▶ **TEXT FOR ANALYSIS**

╔══

• ASX hit hard, around $30 billion wiped off 
  • Wall street crashes, tech giants plummet, fear gauge soars
  • Orthocell gets US FDA approval

 

The ASX 200 took another big hit on Friday, down by 1.7% at lunch AEDT as the market erased a further $30 billion-ish from the index on the back of tariff worries.

Overnight, Wall Street had its biggest fall since the pandemic’s early days of June 2020, with the S&P 500 plummeting 4.8% and Nasdaq by 5.97%.

The selloff has officially sent the US main index into a technical correction. Small-cap stocks were also hit hard, with the Russell 2000 index dropping 6.6%, entering a technical bear market.

Tech giants like Amazon and Nvidia crashed by 8-9%, while Apple was down by 9.25%.

The VIX index, which is Wall Street’s so called “fear gauge”, shot up to its highest point since August 2024.

The selling wasn’t limited to the US, though, as global markets, including Europe, were also rocked by the tariff news, with oil prices dropping and the US dollar weakening.

Brent is now trading below US$70/barrel, after copping a solid one-two punch from the tariffs and OPEC+ speeding up its plan to crank out more oil in May.

As recession fears keep creeping in, bond yields have taken a sharp dive (bond prices rise). The three-year US Treasury yield dropped a massive 29 basis points, while the 10-year yield slipped 18 basis points.

But the most concerning part is, the market could be grappling with more uncertainty ahead.

Experts believe the stagflationary shock means markets are likely to stay in risk-off mode for now.

Many are waiting to see how the tariff situation develops in the coming weeks – whether retaliation will trigger a new wave of escalation or if countries will take a more diplomatic approach.

The fear is that these tariffs could drag down growth across the globe, and ultimately hurt earnings across the world.

 

Back home on the ASX, only Staples and Healthcare managed to survive the carnage this morning.

Woodside Energy Group (ASX:WDS) and Santos (ASX:STO), the big hitters on the Energy index, sank around 7% each.

Source: Market Index

 

Source: Market Index

 

But while everyone else was losing their heads over the market’s wild ride, Orthocell (ASX:OCC) has just come out of a trading halt with a groundbreaking announcement.

╚══

▶ **THINGS TO DO**
- a) In the market report, rewrite the paragraph beginning "As recession fears keep creeping in" more briefly, keeping its main facts.
- b) Decide whether each statement agrees with the market report, answering yes or no and quoting the deciding words: (i) The Russell 2000 index entered a technical bear market. (ii) Apple fell by less than Amazon. (iii) On the ASX, the Energy sector was one of the only sectors to survive the morning's losses.
- c) Pick up the market report after its final sentence and continue it.
The records that come next are separate material and are not part of the market report.

▶ **GIVEN RECORDS**
╔══

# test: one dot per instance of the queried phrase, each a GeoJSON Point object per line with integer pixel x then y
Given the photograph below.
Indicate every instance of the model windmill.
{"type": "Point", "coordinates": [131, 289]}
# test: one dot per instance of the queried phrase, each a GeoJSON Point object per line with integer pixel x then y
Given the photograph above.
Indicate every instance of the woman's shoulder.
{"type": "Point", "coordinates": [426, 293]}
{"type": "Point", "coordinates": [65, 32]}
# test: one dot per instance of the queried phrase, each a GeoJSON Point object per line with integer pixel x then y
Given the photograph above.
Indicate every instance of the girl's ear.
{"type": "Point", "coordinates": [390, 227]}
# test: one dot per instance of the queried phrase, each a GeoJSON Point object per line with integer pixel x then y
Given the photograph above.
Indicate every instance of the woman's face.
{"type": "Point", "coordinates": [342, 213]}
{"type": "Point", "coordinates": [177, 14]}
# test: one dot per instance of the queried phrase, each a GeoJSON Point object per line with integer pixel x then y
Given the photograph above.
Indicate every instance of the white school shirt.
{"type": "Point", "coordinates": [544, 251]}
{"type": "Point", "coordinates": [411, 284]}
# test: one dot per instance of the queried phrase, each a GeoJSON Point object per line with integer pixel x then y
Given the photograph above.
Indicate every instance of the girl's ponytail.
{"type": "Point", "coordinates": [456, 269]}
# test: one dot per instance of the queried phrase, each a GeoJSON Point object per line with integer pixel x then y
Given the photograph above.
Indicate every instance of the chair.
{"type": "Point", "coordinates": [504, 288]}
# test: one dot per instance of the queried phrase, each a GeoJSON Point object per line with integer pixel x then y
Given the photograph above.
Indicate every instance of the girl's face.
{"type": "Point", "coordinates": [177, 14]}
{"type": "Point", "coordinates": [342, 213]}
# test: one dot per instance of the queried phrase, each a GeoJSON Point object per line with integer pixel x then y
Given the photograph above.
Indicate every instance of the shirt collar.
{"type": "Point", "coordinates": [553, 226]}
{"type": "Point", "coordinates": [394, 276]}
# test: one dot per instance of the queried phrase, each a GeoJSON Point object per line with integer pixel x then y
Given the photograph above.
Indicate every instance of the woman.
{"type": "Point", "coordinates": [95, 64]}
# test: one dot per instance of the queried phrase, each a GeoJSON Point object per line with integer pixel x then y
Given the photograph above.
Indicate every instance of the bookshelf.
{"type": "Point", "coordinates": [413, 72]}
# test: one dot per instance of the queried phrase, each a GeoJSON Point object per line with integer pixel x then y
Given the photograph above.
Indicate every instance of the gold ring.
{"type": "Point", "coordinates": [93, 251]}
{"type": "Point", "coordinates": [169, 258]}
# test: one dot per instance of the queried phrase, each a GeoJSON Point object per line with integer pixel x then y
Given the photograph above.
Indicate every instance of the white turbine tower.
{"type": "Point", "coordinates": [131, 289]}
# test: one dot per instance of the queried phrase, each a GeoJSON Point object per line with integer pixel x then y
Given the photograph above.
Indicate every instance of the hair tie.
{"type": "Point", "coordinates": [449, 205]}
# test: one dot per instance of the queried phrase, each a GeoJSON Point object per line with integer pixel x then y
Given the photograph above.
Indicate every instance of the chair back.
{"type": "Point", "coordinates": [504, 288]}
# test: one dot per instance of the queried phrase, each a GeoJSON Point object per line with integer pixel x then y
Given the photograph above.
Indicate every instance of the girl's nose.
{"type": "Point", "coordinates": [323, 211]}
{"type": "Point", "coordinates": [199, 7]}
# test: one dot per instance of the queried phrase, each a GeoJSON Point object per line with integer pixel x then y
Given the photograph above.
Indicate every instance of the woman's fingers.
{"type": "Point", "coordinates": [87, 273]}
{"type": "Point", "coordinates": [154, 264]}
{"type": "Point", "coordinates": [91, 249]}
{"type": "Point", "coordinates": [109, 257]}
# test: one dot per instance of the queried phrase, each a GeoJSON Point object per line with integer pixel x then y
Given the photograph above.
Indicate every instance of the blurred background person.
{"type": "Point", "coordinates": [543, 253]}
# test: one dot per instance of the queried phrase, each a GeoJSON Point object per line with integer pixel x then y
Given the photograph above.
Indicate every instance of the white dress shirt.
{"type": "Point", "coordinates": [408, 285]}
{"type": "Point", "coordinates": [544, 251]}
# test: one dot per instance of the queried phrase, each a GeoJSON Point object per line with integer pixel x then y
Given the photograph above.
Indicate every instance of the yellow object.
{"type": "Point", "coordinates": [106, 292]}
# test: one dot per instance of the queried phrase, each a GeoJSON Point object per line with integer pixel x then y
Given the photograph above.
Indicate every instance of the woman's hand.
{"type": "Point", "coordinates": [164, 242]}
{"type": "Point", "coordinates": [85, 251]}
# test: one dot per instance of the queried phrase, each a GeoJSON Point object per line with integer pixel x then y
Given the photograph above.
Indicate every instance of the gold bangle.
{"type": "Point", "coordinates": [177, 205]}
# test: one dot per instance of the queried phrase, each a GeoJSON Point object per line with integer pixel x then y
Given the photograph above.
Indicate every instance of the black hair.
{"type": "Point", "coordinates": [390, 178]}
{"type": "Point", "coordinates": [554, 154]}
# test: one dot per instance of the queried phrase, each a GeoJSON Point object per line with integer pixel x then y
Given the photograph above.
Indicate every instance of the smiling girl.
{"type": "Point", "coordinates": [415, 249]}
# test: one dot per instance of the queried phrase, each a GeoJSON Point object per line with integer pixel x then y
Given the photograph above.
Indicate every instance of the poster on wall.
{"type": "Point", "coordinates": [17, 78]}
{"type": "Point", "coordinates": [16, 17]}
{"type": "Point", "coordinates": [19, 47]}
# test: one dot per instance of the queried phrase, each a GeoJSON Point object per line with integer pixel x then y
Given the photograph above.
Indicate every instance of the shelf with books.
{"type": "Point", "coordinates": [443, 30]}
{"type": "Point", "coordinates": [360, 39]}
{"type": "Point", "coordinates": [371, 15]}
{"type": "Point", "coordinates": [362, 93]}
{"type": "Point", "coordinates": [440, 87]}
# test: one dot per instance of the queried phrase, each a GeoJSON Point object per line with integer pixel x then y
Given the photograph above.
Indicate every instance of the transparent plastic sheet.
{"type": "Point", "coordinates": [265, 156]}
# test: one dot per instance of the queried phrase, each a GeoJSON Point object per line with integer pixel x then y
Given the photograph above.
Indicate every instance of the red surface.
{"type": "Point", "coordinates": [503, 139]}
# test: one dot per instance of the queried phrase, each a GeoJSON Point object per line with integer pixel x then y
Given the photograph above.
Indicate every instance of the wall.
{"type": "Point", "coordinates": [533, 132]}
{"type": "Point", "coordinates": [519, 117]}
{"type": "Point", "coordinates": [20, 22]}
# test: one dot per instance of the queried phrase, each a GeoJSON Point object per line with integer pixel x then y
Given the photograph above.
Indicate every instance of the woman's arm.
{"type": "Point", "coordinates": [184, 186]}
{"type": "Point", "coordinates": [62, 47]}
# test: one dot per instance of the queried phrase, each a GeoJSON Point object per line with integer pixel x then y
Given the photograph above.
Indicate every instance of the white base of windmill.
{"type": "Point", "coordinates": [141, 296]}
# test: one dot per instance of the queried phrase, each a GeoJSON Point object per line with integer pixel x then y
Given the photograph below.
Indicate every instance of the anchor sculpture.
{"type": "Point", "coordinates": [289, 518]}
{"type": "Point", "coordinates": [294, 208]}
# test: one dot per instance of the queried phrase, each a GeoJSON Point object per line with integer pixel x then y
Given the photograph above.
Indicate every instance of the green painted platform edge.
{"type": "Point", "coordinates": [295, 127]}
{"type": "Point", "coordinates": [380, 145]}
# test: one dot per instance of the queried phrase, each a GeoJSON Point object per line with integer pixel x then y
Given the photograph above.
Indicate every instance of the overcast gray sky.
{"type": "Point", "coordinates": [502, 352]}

╚══

▶ **EXPECTED OUTPUTS**
- a) Growing recession fears pushed bond yields sharply lower and bond prices higher, with the three-year US Treasury yield down 29 basis points and the 10-year yield down 18 basis points.

- b)
(i) Yes: "with the Russell 2000 index dropping 6.6%, entering a technical bear market."
(ii) No: "Tech giants like Amazon and Nvidia crashed by 8-9%, while Apple was down by 9.25%."
(iii) No: "only Staples and Healthcare managed to survive the carnage this morning."

- c)
The company’s flagship nerve repair product, Remplir, has just snagged US FDA 510(k) clearance, which will open the door to a massive US market worth around $1.6 billion.

Remplir is a collagen wrap used in nerve repair surgery to help surgeons fix damaged nerves.

With this approval, Orthocell is now ready to roll out sales in the US, and the company’s been preparing for this moment by ramping up production. Its Perth facility can produce 100,000 units a year, and with $32 million in cash reserves, the biotech is fully funded for the launch.

Read more about it here > Level achieved: Orthocell gains FDA approval for flagship nerve repair product

 

Meanwhile in the large caps space, Amotiv (ASX:AOV), a car accessories manufacturer, saw its share price drop by 16% as it warned that revenue and earnings would likely take a hit in FY25.

The company said sales of 4WD accessories have been hit by a slump in new vehicle sales, and caravans and trucks sales aren’t looking great, either.

Despite this, Amotiv said it’s confident the new US tariffs won’t have a big impact, as its US exposure is low.

On a more positive note, Ansell (ASX:ANN), the protective gear maker, saw its stock rise by 4% after it promised to fully offset the impact of the tariffs through price increases.

“We expect the timing of tariff increases and pricing adjustments to be broadly similar, and so are maintaining our guidance range for FY25 Adjusted EPS at US118c to US128c,” said the company.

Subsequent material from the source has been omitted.